Please write out the material unchanged, from the line that contains "Query: man in suit on screen" through the end of the material, inclusive. Leave the pictures out of your answer.

---------- Supplied information ----------

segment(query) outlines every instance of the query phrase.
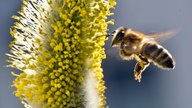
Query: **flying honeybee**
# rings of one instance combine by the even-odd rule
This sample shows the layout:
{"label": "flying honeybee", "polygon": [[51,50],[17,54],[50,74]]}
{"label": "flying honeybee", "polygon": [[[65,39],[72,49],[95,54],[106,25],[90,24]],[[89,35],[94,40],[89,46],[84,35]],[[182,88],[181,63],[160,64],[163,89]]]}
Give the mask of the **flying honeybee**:
{"label": "flying honeybee", "polygon": [[120,27],[107,34],[113,36],[111,46],[120,47],[120,56],[124,60],[136,59],[134,77],[141,81],[142,72],[153,62],[161,69],[174,69],[175,61],[171,54],[156,39],[172,35],[173,31],[143,34],[136,30]]}

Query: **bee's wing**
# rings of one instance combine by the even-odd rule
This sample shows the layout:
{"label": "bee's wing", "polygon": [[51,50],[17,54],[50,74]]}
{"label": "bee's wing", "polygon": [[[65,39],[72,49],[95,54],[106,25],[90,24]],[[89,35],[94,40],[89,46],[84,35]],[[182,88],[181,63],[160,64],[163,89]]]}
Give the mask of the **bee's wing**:
{"label": "bee's wing", "polygon": [[174,30],[169,30],[167,32],[149,33],[149,34],[145,34],[145,36],[148,39],[152,39],[159,43],[163,43],[165,40],[171,38],[178,32],[179,32],[179,29],[174,29]]}

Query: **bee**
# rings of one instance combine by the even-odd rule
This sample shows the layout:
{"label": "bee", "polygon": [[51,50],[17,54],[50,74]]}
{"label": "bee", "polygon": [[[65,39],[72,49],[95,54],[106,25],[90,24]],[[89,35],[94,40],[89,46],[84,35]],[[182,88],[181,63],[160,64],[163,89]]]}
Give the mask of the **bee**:
{"label": "bee", "polygon": [[120,57],[122,59],[136,59],[134,77],[135,80],[141,82],[141,75],[150,62],[161,69],[174,69],[175,61],[172,55],[156,41],[171,34],[173,32],[144,34],[126,27],[119,27],[112,33],[107,34],[107,37],[113,36],[111,47],[120,47]]}

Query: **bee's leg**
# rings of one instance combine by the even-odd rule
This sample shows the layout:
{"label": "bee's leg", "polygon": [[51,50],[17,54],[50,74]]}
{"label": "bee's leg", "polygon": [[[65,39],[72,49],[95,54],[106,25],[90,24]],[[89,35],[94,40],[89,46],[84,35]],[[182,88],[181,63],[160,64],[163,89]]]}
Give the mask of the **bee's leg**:
{"label": "bee's leg", "polygon": [[134,68],[134,76],[135,80],[141,82],[141,74],[142,72],[149,66],[149,61],[146,58],[138,56],[140,60],[136,63]]}

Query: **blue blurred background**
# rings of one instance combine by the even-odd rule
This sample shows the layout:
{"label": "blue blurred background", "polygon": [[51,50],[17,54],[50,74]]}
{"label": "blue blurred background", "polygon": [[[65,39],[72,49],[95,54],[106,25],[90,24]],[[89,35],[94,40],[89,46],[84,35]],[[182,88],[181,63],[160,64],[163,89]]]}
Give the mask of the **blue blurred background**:
{"label": "blue blurred background", "polygon": [[[134,80],[135,60],[123,61],[118,49],[106,41],[107,59],[103,60],[107,86],[107,105],[110,108],[192,108],[192,1],[191,0],[116,0],[115,25],[137,29],[144,33],[180,28],[180,32],[162,45],[176,61],[176,68],[164,71],[151,64],[143,73],[142,82]],[[0,108],[23,108],[8,89],[14,77],[5,69],[12,38],[11,19],[20,10],[21,0],[0,0]],[[15,70],[14,70],[15,71]]]}

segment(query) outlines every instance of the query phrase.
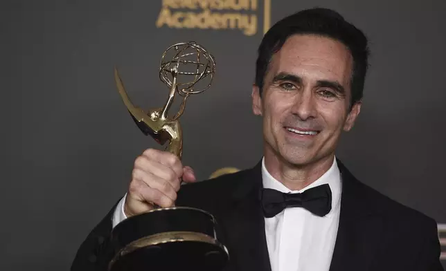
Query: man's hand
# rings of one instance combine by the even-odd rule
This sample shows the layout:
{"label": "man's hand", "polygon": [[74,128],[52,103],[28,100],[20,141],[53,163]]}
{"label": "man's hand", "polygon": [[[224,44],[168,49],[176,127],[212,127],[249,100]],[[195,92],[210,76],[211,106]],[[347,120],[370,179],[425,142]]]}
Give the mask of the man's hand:
{"label": "man's hand", "polygon": [[184,167],[177,156],[148,149],[135,160],[124,212],[130,217],[154,209],[154,204],[175,206],[181,181],[195,180],[192,168]]}

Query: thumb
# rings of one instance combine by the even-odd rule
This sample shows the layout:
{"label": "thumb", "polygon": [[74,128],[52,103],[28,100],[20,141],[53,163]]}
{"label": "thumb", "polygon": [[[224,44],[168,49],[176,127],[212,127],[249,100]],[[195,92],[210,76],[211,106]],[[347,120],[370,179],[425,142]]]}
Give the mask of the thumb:
{"label": "thumb", "polygon": [[197,180],[195,174],[192,167],[188,166],[183,167],[183,180],[185,183],[193,183]]}

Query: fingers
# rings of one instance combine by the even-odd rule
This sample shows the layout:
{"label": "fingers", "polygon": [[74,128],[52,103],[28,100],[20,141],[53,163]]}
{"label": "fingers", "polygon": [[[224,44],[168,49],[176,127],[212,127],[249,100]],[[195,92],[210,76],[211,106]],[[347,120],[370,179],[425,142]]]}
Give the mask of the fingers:
{"label": "fingers", "polygon": [[183,168],[183,180],[186,183],[193,183],[197,180],[193,169],[188,166]]}
{"label": "fingers", "polygon": [[167,151],[145,150],[134,162],[132,181],[125,200],[127,216],[161,207],[175,206],[181,180],[195,181],[190,167],[183,167],[179,158]]}

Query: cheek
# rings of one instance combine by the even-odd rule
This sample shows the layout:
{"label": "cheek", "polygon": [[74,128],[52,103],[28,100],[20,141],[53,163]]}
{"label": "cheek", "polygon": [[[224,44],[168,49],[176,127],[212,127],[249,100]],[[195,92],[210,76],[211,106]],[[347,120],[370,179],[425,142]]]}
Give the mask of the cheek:
{"label": "cheek", "polygon": [[341,131],[344,128],[346,113],[344,104],[325,104],[321,106],[319,113],[324,120],[326,128],[332,131]]}

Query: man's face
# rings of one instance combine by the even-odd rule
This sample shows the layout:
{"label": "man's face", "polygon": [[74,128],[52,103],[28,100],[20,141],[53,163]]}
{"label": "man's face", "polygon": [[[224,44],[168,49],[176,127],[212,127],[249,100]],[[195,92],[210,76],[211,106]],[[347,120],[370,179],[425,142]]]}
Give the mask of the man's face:
{"label": "man's face", "polygon": [[263,118],[265,156],[295,165],[332,157],[360,104],[350,110],[353,57],[339,41],[294,35],[272,57],[262,97],[253,88],[253,110]]}

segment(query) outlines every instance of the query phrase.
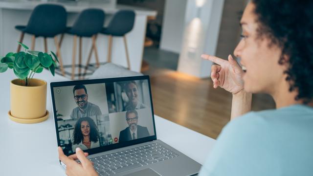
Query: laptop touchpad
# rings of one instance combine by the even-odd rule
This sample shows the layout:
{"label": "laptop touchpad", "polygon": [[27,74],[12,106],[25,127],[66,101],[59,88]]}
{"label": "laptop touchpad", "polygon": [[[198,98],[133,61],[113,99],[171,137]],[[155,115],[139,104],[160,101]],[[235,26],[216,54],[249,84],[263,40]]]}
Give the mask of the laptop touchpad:
{"label": "laptop touchpad", "polygon": [[151,169],[151,168],[148,168],[144,169],[143,170],[139,171],[138,172],[134,172],[134,173],[129,174],[125,175],[125,176],[161,176],[160,175],[157,174],[156,171]]}

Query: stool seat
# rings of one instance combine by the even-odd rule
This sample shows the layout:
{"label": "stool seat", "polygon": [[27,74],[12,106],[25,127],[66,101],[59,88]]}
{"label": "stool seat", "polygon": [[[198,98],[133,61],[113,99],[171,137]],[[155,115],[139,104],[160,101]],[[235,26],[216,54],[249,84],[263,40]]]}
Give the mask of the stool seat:
{"label": "stool seat", "polygon": [[87,64],[85,67],[86,73],[87,68],[89,64],[92,51],[94,51],[97,66],[99,66],[98,53],[96,46],[96,38],[97,34],[102,29],[105,14],[103,10],[100,9],[90,8],[84,10],[75,21],[73,26],[67,27],[66,33],[74,36],[73,44],[73,55],[72,57],[72,74],[71,79],[74,79],[75,75],[75,58],[76,39],[77,37],[79,38],[79,79],[81,78],[81,67],[82,66],[82,37],[91,38],[92,44],[91,48],[89,53]]}
{"label": "stool seat", "polygon": [[16,25],[15,26],[15,29],[22,31],[25,32],[25,29],[26,28],[26,26],[24,25]]}
{"label": "stool seat", "polygon": [[108,62],[111,62],[111,53],[113,37],[123,37],[127,62],[127,68],[131,69],[131,64],[127,48],[127,42],[125,35],[134,27],[135,13],[132,10],[121,10],[116,12],[107,27],[103,28],[101,34],[109,36],[109,48],[108,49]]}
{"label": "stool seat", "polygon": [[[57,35],[66,31],[67,12],[61,5],[53,4],[42,4],[36,6],[31,13],[30,18],[26,25],[18,25],[15,29],[21,31],[20,43],[22,43],[24,34],[31,34],[32,36],[31,49],[35,49],[36,38],[43,37],[45,52],[47,52],[47,38],[54,38],[54,44],[56,48],[56,55],[59,58],[60,66],[63,75],[62,59],[60,47],[58,44]],[[18,45],[17,52],[21,50],[21,45]]]}
{"label": "stool seat", "polygon": [[88,32],[87,31],[85,31],[85,29],[82,28],[78,29],[78,30],[75,30],[75,29],[73,28],[73,27],[67,27],[66,33],[81,37],[91,37],[93,35],[97,33],[95,32]]}
{"label": "stool seat", "polygon": [[108,27],[104,27],[102,29],[102,30],[101,30],[101,31],[100,32],[100,33],[104,35],[112,35],[113,36],[117,36],[117,37],[122,37],[125,35],[124,33],[112,32],[111,29]]}

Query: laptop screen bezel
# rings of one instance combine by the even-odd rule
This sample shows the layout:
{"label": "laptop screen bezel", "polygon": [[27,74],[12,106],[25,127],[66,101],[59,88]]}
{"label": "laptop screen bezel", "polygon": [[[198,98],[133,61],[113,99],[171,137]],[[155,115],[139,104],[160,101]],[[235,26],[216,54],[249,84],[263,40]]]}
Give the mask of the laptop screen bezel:
{"label": "laptop screen bezel", "polygon": [[[154,131],[154,135],[151,135],[148,137],[141,138],[137,139],[132,140],[128,141],[123,142],[121,143],[117,143],[116,144],[111,144],[107,146],[99,147],[96,148],[90,149],[88,150],[84,150],[84,152],[88,152],[89,154],[97,154],[101,152],[106,152],[111,150],[119,149],[120,148],[129,146],[137,144],[140,144],[146,142],[151,141],[153,140],[156,140],[156,125],[155,123],[155,117],[154,113],[153,111],[153,105],[152,104],[152,95],[151,94],[151,88],[150,86],[150,80],[149,76],[147,75],[144,76],[132,76],[132,77],[119,77],[119,78],[104,78],[104,79],[90,79],[86,80],[78,80],[78,81],[62,81],[57,82],[51,82],[50,83],[50,92],[51,101],[52,104],[52,110],[53,111],[53,117],[54,118],[54,123],[55,126],[56,133],[57,135],[57,141],[58,142],[58,146],[61,146],[61,143],[60,140],[60,136],[59,134],[58,126],[58,120],[57,118],[57,113],[56,111],[55,102],[54,100],[54,92],[53,91],[53,88],[59,87],[65,87],[65,86],[75,86],[77,85],[87,85],[87,84],[106,84],[113,82],[118,82],[122,81],[136,81],[136,80],[148,80],[149,91],[150,98],[150,104],[151,105],[151,114],[152,115],[152,120],[153,122],[153,128]],[[106,100],[105,101],[107,101]],[[69,155],[75,154],[75,152],[70,153],[67,154],[67,155]]]}

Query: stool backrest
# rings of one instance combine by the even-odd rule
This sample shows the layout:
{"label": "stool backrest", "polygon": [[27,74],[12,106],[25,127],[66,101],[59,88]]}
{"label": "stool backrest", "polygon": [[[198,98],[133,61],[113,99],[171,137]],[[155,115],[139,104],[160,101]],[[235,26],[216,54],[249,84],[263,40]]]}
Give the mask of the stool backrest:
{"label": "stool backrest", "polygon": [[101,9],[84,10],[79,14],[71,32],[79,36],[91,37],[102,30],[105,17],[105,13]]}
{"label": "stool backrest", "polygon": [[67,12],[62,6],[44,4],[37,6],[30,16],[25,32],[36,36],[53,37],[65,32]]}
{"label": "stool backrest", "polygon": [[120,10],[114,15],[106,31],[113,36],[122,36],[133,29],[134,20],[133,11]]}

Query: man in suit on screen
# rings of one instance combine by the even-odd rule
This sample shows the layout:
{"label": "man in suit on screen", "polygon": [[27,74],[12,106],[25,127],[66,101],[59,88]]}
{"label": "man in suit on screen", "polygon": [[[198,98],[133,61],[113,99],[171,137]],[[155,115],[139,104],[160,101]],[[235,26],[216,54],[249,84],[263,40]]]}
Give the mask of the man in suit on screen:
{"label": "man in suit on screen", "polygon": [[138,113],[135,110],[127,111],[126,116],[129,127],[120,132],[119,142],[150,136],[147,127],[142,127],[137,124]]}

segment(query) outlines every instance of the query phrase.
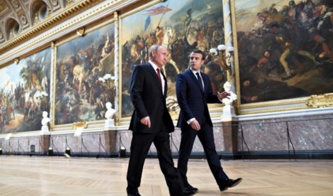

----------

**Answer to the exercise:**
Query: man in suit on screen
# rings of one instance combine by the even-odd rule
This sample shows the layout:
{"label": "man in suit on screen", "polygon": [[27,74],[12,106],[25,127],[66,101],[59,88]]}
{"label": "man in suit on screen", "polygon": [[[198,98],[133,61],[113,99],[171,137]],[[155,115],[139,104],[160,101]],[[235,26],[216,54],[249,84],[263,40]]]}
Give the mask of the man in suit on screen:
{"label": "man in suit on screen", "polygon": [[138,113],[135,110],[127,111],[126,116],[129,127],[120,132],[119,142],[150,136],[147,127],[142,127],[137,124]]}

segment(query) outlines every instance of the query phrase.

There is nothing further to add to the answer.